── Extrait proposé ──

Trump peut-il dynamiter la Fed sans dynamiter son propre mandat ?
Trump a décidé de passer à la vitesse supérieure le 24 août en annonçant qu’il virait Lisa Cook, gouverneure de la Fed, avec effet immédiat.
La formule claque et c’est un régal pour les éditorialistes… sauf que, dans la vraie vie, Trump n’a nul pouvoir de limoger un membre de la Fed, et si jamais il avait trouvé un biais juridique pour fragiliser son poste, la justice mettrait des semaines et probablement des mois avant d’instruire l’affaire, faute de précédent connu et de jurisprudence pouvant être invoquée lors d’un procès.
Mais symboliquement, 112 années d’indépendance de la Fed sont pour la première fois battues en brèche, et Trump prend l’opinion à témoin : Jerome Powell ne baisse pas assez vite les taux, il met en péril les finances du pays (coût de la dette) et saborde la croissance du pays – tout ça parce qu’il « n’aime pas » le président américain.
Comme Powell reste intouchable et que Trump n’a pas de levier contre lui, alors il s’en prend à ses lieutenants. En cherchant bien, il doit bien y avoir quelques casseroles, même peu profondes, à sortir des placards.
Si c’était le gouvernement Bayrou ou les précédents, la moitié des ministres et conseillers seraient en train de négocier leur caution et d’évaluer les avantages du « plaider coupable ». Aux Etats-Unis, la presse dite « de gauche » ne manque pas de s’émouvoir que Trump ait pris pour cible Lisa Cook, la première femme afro-américaine à siéger au board de la Fed, c’est-à-dire à travailler dans l’un des bureaux voisins de celui de Jerome Powell.
L’équipe de Donald Trump a donc investigué et trouvé « quelque chose » : ce serait une « fraude hypothécaire » liée à l’obtention d’un prêt pour une « résidence principale », alors qu’elle en possédait déjà une autre (les conditions de financement d’une résidence secondaire sont moins favorables). Nous ne savons pas si l’infraction est constituée, et la justice US tranchera prochainement.
Si Lisa Cook a effectivement bénéficié d’un prêt immobilier entaché d’une irrégularité (la banque est peut-être également responsable d’un défaut de contrôle), cela justifierait-il qu’elle soit limogée ?
La machine judiciaire a sûrement d’autres chats à fouetter, à commencer par le « cas Trump ». Et ce n’est peut-être pas un hasard si, le vendredi 29 août, une cour d’appel fédérale a statué qu’une grande partie des droits de douane imposés par le président américain – à titre personnel et de façon collective – étaient illégaux, car cela relève, selon la Constitution, des prérogatives du Congrès.
La cour d’appel fédérale a marqué un point (pas suffisant pour suspendre l’application des droits de douane) en rappelant qu’ils ne peuvent être appliqués de façon uniforme et indiscriminée, et à plus forte raison à un ensemble de pays présentant des interactions commerciales hétérogènes avec les Etats-Unis.

───

Travail demandé =
a. Recopiez, dans l'extrait, tout ce qui va de "La machine judiciaire" jusqu'à "avec les Etats-Unis.".
b. D'après l'extrait, quel jour une cour d'appel fédérale a-t-elle jugé illégale une grande partie des droits de douane imposés par le président américain ?
c. Résumez l'extrait en deux phrases.

── Données disponibles ──

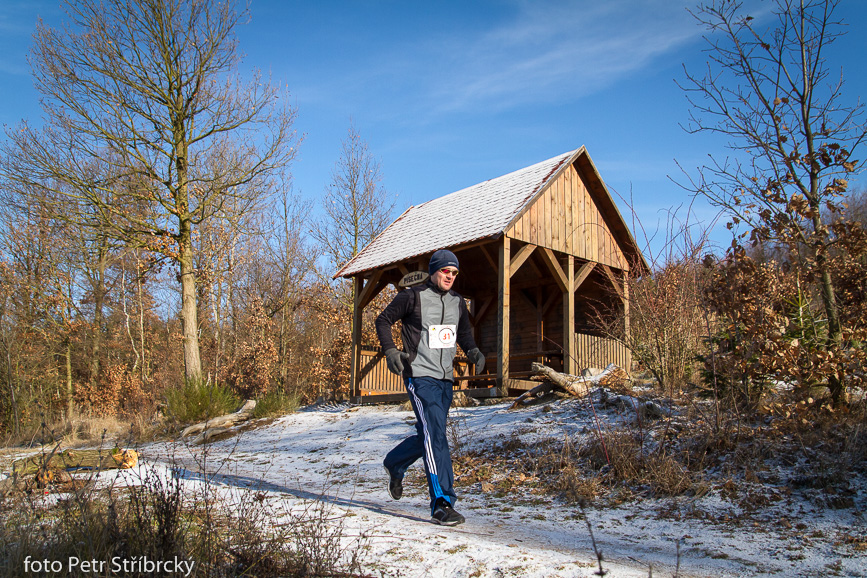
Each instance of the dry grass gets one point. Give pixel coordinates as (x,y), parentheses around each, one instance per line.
(160,519)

───

Corrigé complet =
a.
La machine judiciaire a sûrement d’autres chats à fouetter, à commencer par le « cas Trump ». Et ce n’est peut-être pas un hasard si, le vendredi 29 août, une cour d’appel fédérale a statué qu’une grande partie des droits de douane imposés par le président américain – à titre personnel et de façon collective – étaient illégaux, car cela relève, selon la Constitution, des prérogatives du Congrès.
La cour d’appel fédérale a marqué un point (pas suffisant pour suspendre l’application des droits de douane) en rappelant qu’ils ne peuvent être appliqués de façon uniforme et indiscriminée, et à plus forte raison à un ensemble de pays présentant des interactions commerciales hétérogènes avec les Etats-Unis.

b. Le vendredi 29 août.

c. Faute de levier contre Jerome Powell, Trump a annoncé le 24 août le renvoi immédiat de Lisa Cook, gouverneure de la Fed, à qui son équipe reproche une possible fraude hypothécaire, alors qu'il n'a aucun pouvoir de limoger un membre de la Fed. Ce geste remet symboliquement en cause 112 années d'indépendance de la Fed, tandis qu'une cour d'appel fédérale a jugé le 29 août qu'une grande partie des droits de douane imposés par Trump étaient illégaux.